→ **Source extract**
Skip to content

DocTable File Column Types

It is often good advice to avoid storing large binary data in an SQL table because it will significantly impact the read performance of the entire table. I find, however, that it can be extremely useful in text analysis applications as a way to keep track of a large number of models with associated metadata. As an alternative to storing binary data in the table directly, DocTable includes a number of custom column types that can transparently store data into the filesystem and keep track of it using the schema definitions.

I provide two file storage column types: (1) TextFileCol for storing text data, and (2) PickleFileCol for storing any python data that requires pickling.

import numpy as np
from pathlib import Path

import sys
sys.path.append('..')
import doctable

# automatically clean up temp folder after python ends
import tempfile
tempdir = tempfile.TemporaryDirectory()
tmpfolder = tempdir.name
tmpfolder = Path(tmpfolder)
tmpfolder
PosixPath('/tmp/tmpkoe57pma')

Now I create a new table representing a matrix. Notice that I use the PickleFileCol column shortcut to create the column. This column is equivalent to Col(None, coltype='picklefile', type_args=dict(folder=folder)). See that to SQLite, this column simply looks like a text column.

import dataclasses
@doctable.schema(require_slots=False)
class MatrixRow:
    id: int = doctable.IDCol()
    array: np.ndarray = doctable.PickleFileCol(f'{tmpfolder}/matrix_pickle_files') # will store files in the tmp directory

db = doctable.DocTable(target=f'{tmpfolder}/test.db', schema=MatrixRow, new_db=True)
db.schema_info()
[{'name': 'id',
  'type': INTEGER(),
  'nullable': False,
  'default': None,
  'autoincrement': 'auto',
  'primary_key': 1},
 {'name': 'array',
  'type': VARCHAR(),
  'nullable': True,
  'default': None,
  'autoincrement': 'auto',
  'primary_key': 0}]

Now we insert a new array. It appears to be inserted the same as any other object.

db.insert({'array': np.random.rand(10,10)})
db.insert({'array': np.random.rand(10,10)})
print(db.count())
db.select_df(limit=3)
2


/DataDrive/code/doctable/examples/../doctable/doctable.py:365: UserWarning: Method .insert() is depricated. Please use .q.insert_single(), .q.insert_single_raw(), .q.insert_multi(), or .q.insert_multi() instead.
  warnings.warn('Method .insert() is depricated. Please use .q.insert_single(), '
/DataDrive/code/doctable/examples/../doctable/doctable.py:391: UserWarning: .insert_single() is depricated: please use .q.insert_single() or .q.insert_single_raw()
  warnings.warn(f'.insert_single() is depricated: please use .q.insert_single() or '
/DataDrive/code/doctable/examples/../doctable/doctable.py:403: UserWarning: Method .count() is depricated. Please use .q.count() instead.

→ **Things to do**
(1) Rewrite the DocTable file column types page between "# automatically clean" and "tmpfolder = Path(tmpfolder)", inclusive, with "tempdir" replaced by "temp_dir".
(2) Condense the paragraph of the DocTable file column types page that begins "It is often good advice" into a shorter version that keeps its main facts.
(3) Continue the DocTable file column types page from the point where it stops.

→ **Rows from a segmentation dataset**
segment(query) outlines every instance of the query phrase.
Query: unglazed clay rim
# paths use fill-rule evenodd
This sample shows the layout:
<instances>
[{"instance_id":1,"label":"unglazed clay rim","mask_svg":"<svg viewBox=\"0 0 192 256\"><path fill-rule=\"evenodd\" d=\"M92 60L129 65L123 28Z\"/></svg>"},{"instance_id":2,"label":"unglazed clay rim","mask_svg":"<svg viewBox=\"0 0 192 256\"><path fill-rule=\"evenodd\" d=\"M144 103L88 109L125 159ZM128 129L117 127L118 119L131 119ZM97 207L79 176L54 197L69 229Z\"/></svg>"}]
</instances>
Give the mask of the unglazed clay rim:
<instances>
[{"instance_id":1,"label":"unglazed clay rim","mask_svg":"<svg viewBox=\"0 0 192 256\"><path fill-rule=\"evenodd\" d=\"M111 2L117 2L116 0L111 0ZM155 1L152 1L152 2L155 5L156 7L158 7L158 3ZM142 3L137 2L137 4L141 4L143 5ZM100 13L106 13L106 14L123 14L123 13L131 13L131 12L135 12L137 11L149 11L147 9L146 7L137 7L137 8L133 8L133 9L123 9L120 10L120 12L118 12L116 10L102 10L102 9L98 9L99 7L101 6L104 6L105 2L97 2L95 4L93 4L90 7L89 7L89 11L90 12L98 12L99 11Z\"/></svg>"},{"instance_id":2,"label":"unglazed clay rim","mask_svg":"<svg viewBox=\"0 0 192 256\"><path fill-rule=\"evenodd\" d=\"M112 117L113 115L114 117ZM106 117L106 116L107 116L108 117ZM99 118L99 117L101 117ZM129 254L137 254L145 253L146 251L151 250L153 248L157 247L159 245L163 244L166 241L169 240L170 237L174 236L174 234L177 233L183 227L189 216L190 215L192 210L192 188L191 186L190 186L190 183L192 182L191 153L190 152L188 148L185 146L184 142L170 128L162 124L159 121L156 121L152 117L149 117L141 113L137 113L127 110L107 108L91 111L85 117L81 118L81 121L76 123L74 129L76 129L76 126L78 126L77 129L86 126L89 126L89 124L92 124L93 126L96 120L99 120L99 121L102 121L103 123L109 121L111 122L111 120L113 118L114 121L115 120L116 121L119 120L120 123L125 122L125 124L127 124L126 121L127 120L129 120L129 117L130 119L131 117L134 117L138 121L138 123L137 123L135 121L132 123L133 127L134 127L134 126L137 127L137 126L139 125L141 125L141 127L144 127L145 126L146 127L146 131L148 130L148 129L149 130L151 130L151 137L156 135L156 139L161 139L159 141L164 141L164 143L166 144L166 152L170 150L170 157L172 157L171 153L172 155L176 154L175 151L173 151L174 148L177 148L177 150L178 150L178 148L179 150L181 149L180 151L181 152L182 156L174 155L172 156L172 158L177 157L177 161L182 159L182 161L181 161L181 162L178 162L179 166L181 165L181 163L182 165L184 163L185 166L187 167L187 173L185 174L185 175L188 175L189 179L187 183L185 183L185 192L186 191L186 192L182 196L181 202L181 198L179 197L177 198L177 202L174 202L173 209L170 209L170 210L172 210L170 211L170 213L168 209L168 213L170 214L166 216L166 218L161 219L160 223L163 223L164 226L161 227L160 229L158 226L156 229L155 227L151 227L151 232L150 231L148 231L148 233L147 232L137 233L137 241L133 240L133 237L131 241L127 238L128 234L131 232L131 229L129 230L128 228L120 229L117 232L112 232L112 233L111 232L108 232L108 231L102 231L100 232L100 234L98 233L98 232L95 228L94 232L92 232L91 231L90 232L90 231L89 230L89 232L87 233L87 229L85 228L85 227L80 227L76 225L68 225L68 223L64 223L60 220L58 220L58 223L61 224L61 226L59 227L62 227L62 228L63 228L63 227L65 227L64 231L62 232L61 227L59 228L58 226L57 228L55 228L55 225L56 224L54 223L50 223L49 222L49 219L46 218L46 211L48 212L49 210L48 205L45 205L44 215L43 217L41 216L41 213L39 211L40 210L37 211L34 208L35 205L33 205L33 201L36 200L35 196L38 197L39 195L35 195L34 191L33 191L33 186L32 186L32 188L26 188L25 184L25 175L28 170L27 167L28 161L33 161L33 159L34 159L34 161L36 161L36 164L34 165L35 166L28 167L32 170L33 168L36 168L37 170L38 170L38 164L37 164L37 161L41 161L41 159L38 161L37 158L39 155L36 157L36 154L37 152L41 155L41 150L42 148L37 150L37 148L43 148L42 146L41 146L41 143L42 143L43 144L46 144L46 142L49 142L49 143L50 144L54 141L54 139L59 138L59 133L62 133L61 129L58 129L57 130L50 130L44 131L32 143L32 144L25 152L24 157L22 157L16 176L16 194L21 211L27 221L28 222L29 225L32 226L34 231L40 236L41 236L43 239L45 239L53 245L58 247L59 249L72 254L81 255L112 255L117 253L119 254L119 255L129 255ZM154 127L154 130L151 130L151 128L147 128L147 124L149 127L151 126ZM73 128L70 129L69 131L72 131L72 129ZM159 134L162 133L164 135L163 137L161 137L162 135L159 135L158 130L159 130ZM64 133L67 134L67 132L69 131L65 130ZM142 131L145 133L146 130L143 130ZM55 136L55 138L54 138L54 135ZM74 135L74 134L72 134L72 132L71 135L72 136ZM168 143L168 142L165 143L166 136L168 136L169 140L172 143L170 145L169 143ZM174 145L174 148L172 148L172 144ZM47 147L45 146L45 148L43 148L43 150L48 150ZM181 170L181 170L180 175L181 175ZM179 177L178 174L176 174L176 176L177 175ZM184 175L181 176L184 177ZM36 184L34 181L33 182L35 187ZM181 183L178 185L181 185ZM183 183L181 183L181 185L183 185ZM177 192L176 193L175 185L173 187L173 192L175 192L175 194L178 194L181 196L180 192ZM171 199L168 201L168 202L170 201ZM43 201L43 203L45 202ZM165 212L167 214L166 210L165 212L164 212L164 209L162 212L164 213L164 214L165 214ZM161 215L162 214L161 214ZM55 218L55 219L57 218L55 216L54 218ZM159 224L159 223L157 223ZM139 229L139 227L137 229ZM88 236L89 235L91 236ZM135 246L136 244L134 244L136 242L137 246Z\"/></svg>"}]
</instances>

* * *

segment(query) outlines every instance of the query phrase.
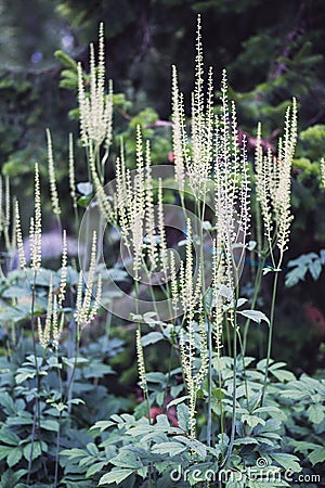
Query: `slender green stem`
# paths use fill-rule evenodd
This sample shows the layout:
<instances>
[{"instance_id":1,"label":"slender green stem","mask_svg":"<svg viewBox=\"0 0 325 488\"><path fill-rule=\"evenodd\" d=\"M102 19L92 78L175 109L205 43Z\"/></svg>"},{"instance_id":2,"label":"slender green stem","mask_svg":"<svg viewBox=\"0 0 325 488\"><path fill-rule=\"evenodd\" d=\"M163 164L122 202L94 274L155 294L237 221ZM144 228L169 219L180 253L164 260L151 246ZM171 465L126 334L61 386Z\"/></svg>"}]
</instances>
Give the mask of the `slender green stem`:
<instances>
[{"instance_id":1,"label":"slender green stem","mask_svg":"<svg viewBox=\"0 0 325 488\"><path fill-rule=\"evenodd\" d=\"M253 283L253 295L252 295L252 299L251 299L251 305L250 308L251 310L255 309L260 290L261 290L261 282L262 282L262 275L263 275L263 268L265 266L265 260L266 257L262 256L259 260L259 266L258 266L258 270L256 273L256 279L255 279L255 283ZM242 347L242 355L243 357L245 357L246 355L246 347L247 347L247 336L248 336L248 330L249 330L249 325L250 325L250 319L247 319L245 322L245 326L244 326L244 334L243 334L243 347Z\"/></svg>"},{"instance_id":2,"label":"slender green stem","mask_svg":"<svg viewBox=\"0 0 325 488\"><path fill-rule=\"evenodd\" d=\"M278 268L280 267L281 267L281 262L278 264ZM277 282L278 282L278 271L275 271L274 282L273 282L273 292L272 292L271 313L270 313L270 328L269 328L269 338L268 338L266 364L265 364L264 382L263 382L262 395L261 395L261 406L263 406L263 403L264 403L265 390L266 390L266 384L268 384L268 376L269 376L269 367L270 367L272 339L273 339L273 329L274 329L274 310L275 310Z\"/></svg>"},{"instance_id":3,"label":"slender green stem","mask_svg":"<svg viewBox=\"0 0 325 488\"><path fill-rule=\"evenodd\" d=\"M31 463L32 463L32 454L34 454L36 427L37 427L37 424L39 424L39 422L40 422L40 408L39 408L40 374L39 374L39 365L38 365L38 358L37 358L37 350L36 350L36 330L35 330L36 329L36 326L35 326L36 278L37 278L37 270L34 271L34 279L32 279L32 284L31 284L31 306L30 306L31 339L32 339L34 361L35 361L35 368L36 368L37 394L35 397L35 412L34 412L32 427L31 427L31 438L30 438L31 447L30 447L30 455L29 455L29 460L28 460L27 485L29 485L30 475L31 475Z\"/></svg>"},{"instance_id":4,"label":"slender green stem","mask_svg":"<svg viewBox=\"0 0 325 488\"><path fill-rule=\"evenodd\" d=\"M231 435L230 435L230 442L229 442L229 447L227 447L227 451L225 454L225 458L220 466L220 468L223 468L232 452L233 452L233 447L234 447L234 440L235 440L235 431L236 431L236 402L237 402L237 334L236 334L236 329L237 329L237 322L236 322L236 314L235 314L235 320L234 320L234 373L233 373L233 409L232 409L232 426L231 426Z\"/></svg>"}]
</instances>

--

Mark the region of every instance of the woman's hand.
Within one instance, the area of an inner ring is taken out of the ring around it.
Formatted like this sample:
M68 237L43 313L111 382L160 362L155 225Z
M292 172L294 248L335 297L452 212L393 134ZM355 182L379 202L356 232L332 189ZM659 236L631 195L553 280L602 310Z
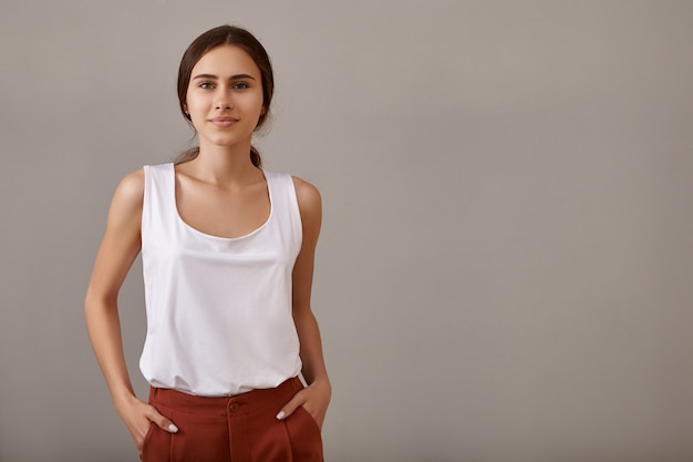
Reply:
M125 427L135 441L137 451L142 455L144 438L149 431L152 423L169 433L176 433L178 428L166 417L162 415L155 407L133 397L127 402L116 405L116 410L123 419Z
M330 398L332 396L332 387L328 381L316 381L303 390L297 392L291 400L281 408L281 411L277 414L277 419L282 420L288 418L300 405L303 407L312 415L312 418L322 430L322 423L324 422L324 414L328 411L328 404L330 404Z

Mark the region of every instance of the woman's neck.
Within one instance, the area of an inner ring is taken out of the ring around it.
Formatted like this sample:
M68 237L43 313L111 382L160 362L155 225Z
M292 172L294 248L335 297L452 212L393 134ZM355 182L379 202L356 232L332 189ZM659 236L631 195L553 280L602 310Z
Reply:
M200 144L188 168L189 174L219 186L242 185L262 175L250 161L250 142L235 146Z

→ **Per-task outputs**
(1)
# automatically clean up temp folder after python ends
import tempfile
temp_dir = tempfile.TemporaryDirectory()
tmpfolder = temp_dir.name
tmpfolder = Path(tmpfolder)

(2) Storing large binary data in an SQL table is usually discouraged because it slows reads across the whole table, yet it can be very useful in text analysis for tracking many models and their metadata. Instead of storing the binary data in the table itself, DocTable offers custom column types that transparently save it to the filesystem and track it through the schema definitions.

(3)
  warnings.warn('Method .count() is depricated. Please use .q.count() instead.')
/DataDrive/code/doctable/examples/../doctable/doctable.py:420: UserWarning: Method .select_df() is depricated. Please use .q.select_df() instead.
  warnings.warn('Method .select_df() is depricated. Please use .q.select_df() instead.')
/DataDrive/code/doctable/examples/../doctable/connectengine.py:69: SAWarning: TypeDecorator PickleFileType() will not produce a cache key because the ``cache_ok`` attribute is not set to True.  This can have significant performance implications including some performance degradations in comparison to prior SQLAlchemy versions.  Set this attribute to True if this type object's state is safe to use in a cache key, or False to disable this warning. (Background on this error at: https://sqlalche.me/e/14/cprf)
  return self._engine.execute(query, *args, **kwargs)
id array
0 1 [[0.5329174823769329, 0.45399901667272, 0.4110...
1 2 [[0.6837499182333924, 0.40540705856582326, 0.6...

But when we actually look at the filesystem, we see that files have been created to store the array.

for fpath in tmpfolder.rglob('*.pic'):
    print(str(fpath))
/tmp/tmpkoe57pma/matrix_pickle_files/838448859815.pic
/tmp/tmpkoe57pma/matrix_pickle_files/241946168596.pic

If we want to see the raw data stored in the table, we can create a new doctable without a defined schema. See that the raw filenames have been stored in the database. Recall that the directory indicating where to find these files was provided in the schema itself.

vdb = doctable.DocTable(f'{tmpfolder}/test.db')
print(vdb.count())
vdb.head()
2


/DataDrive/code/doctable/examples/../doctable/doctable.py:403: UserWarning: Method .count() is depricated. Please use .q.count() instead.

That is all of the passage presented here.